### Stated goal
Starting from the line containing "the wooden post", write out every remaining line exactly, the last one included.

## begin Supplied entries

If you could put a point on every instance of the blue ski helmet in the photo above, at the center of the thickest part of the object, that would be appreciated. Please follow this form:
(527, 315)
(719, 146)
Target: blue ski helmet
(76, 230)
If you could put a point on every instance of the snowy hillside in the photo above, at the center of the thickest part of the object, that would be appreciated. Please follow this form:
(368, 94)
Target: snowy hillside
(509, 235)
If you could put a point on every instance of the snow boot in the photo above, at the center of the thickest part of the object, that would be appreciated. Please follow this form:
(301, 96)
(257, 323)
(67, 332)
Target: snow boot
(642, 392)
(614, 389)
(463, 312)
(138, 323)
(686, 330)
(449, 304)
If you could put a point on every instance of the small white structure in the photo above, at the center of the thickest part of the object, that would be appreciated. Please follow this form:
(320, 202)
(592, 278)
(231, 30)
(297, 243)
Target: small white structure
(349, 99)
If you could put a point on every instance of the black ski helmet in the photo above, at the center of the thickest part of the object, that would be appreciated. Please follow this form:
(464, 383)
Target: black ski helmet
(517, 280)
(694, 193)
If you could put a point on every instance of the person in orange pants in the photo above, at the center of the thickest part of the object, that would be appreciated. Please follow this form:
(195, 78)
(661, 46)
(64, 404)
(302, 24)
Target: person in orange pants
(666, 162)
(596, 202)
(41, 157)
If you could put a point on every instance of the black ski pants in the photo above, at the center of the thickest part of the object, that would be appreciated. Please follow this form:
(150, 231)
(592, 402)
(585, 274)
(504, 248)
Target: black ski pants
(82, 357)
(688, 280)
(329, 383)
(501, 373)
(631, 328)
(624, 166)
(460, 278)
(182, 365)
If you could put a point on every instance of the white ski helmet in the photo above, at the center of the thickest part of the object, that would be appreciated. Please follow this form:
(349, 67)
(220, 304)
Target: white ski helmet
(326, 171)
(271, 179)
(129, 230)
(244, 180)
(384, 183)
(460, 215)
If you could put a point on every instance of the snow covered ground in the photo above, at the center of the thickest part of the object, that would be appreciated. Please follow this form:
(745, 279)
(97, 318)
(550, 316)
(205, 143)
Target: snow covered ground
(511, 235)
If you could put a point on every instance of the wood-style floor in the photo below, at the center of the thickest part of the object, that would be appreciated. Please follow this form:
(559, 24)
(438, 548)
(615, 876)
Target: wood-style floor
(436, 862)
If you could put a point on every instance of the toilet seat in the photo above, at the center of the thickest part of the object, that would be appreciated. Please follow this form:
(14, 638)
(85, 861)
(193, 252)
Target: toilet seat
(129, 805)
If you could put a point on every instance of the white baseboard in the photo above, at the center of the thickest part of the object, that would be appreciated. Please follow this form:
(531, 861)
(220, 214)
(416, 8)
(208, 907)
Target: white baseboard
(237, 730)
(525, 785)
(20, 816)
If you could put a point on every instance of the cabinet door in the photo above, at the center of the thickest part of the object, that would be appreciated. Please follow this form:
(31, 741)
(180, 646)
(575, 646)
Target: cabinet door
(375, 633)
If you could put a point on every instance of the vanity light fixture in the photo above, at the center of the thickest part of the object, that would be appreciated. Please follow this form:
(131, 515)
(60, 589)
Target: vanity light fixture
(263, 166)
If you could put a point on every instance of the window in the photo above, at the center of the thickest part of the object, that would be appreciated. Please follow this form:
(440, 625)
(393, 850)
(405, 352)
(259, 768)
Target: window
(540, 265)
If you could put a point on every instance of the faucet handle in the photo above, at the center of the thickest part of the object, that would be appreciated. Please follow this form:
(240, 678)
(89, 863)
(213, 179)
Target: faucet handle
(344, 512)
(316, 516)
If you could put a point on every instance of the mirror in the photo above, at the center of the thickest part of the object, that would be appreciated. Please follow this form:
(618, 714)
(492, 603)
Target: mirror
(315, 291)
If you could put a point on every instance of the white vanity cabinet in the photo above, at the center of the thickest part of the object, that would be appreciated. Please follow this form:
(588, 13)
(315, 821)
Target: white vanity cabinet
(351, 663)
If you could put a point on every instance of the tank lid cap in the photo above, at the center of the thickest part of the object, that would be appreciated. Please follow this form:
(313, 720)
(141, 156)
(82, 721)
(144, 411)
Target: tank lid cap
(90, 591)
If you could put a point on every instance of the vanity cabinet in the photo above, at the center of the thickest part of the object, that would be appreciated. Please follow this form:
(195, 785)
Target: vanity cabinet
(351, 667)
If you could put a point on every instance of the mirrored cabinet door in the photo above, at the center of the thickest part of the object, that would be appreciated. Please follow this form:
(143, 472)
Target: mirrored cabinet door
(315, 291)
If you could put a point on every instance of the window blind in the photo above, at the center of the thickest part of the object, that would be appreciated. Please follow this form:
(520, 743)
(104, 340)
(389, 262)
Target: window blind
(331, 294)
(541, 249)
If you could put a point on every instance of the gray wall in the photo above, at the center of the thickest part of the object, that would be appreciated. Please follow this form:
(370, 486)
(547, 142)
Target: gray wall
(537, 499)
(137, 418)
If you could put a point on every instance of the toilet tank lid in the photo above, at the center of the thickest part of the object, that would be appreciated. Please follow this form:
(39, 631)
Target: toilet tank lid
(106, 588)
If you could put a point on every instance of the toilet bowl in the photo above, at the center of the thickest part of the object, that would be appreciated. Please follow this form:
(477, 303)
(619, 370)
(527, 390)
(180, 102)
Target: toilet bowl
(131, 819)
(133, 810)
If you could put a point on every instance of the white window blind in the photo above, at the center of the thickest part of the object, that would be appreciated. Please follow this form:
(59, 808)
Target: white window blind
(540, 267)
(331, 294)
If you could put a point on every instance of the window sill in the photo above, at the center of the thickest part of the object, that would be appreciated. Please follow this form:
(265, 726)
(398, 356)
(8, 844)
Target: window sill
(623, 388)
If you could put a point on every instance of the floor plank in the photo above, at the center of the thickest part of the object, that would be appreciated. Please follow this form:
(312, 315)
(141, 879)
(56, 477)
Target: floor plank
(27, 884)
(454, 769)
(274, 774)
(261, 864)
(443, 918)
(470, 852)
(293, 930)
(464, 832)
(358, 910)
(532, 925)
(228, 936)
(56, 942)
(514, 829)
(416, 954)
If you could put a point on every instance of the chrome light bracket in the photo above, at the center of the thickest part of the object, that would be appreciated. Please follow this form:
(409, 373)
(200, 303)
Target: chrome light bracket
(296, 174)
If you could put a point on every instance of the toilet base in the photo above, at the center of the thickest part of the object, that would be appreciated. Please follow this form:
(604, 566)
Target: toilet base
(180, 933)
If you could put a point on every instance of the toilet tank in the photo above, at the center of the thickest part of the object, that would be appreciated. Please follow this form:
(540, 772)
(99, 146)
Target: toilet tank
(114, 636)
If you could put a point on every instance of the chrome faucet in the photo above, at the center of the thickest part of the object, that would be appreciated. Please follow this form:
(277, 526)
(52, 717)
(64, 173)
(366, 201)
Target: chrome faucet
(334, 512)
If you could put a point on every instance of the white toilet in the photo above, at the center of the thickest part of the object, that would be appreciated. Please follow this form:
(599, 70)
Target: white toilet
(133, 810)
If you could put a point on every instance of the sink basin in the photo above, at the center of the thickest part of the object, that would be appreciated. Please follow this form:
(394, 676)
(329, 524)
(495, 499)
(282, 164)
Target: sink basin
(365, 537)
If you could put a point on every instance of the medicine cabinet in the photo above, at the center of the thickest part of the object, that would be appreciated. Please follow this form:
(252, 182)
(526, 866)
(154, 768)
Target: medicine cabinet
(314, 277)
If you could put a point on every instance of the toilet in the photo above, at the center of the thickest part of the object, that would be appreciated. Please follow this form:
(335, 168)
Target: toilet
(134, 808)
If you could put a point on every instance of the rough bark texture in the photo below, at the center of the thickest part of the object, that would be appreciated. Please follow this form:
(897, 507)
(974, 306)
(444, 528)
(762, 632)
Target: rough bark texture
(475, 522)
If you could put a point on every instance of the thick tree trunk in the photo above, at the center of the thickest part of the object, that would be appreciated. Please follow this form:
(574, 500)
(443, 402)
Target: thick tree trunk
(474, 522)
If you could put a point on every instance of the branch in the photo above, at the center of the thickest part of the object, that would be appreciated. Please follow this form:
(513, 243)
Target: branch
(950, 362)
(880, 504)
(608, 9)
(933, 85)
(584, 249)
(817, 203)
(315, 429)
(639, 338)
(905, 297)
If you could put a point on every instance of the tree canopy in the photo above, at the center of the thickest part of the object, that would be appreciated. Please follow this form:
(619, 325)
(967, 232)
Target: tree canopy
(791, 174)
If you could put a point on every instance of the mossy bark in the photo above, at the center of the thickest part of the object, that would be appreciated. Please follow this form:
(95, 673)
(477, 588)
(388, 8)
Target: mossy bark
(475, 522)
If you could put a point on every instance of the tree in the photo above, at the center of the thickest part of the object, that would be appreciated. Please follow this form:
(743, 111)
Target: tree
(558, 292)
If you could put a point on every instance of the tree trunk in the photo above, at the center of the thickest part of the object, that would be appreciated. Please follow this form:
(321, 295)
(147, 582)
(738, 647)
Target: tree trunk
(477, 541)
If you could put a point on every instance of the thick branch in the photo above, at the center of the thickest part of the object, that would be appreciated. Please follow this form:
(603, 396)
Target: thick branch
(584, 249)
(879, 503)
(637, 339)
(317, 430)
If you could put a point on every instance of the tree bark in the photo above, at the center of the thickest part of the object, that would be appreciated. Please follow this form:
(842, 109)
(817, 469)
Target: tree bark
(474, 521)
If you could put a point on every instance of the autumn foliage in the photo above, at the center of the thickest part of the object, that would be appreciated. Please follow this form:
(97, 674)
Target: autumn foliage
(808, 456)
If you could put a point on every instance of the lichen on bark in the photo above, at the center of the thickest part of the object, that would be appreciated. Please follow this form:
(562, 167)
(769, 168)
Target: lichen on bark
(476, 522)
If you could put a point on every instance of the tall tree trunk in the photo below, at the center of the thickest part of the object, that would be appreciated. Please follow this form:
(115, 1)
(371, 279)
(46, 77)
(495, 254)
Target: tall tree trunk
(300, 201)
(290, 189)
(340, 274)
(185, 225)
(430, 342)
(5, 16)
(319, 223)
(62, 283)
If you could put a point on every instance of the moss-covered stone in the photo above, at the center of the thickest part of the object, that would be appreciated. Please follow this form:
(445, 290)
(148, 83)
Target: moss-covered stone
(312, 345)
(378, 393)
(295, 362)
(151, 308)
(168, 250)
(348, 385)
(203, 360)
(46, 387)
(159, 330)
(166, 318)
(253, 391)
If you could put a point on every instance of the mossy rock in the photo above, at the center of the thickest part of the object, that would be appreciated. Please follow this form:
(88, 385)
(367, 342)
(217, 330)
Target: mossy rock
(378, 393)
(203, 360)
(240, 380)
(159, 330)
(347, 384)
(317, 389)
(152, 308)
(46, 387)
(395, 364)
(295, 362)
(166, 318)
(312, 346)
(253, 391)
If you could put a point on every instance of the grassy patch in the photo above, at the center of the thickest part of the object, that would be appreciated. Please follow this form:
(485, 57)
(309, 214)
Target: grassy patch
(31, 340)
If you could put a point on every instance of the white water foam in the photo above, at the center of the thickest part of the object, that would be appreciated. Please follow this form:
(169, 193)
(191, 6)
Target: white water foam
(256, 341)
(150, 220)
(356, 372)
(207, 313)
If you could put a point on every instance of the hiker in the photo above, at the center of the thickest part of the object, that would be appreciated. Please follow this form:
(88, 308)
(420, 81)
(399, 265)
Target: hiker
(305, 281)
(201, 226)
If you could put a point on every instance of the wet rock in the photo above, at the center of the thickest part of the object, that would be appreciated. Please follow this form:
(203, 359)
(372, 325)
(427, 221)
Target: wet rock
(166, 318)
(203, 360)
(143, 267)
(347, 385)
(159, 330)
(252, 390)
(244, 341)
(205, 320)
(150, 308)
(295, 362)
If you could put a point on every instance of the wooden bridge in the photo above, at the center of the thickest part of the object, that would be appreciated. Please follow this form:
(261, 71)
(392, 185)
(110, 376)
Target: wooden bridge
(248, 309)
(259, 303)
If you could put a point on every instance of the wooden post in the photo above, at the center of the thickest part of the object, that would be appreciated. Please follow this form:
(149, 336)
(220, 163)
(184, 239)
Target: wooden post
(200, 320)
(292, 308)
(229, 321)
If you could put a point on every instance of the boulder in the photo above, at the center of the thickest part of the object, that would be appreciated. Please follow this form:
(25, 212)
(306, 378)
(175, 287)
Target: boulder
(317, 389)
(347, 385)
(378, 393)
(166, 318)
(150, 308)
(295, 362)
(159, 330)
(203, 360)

## end Supplied entries

### Result of the task
If you could put a point on every instance of the wooden post in the photo above, at the center of the thickest part of the object, that would be appreciated. Please follow this form:
(149, 336)
(220, 163)
(184, 239)
Target: wooden post
(200, 320)
(292, 308)
(229, 321)
If you could put a point on every instance of the boulder in the photo above, at the center of the thickest part of the object, that would be appreciated. Please follow this form:
(25, 212)
(306, 378)
(175, 287)
Target: boulder
(317, 389)
(347, 385)
(378, 393)
(166, 318)
(150, 308)
(295, 362)
(159, 330)
(203, 360)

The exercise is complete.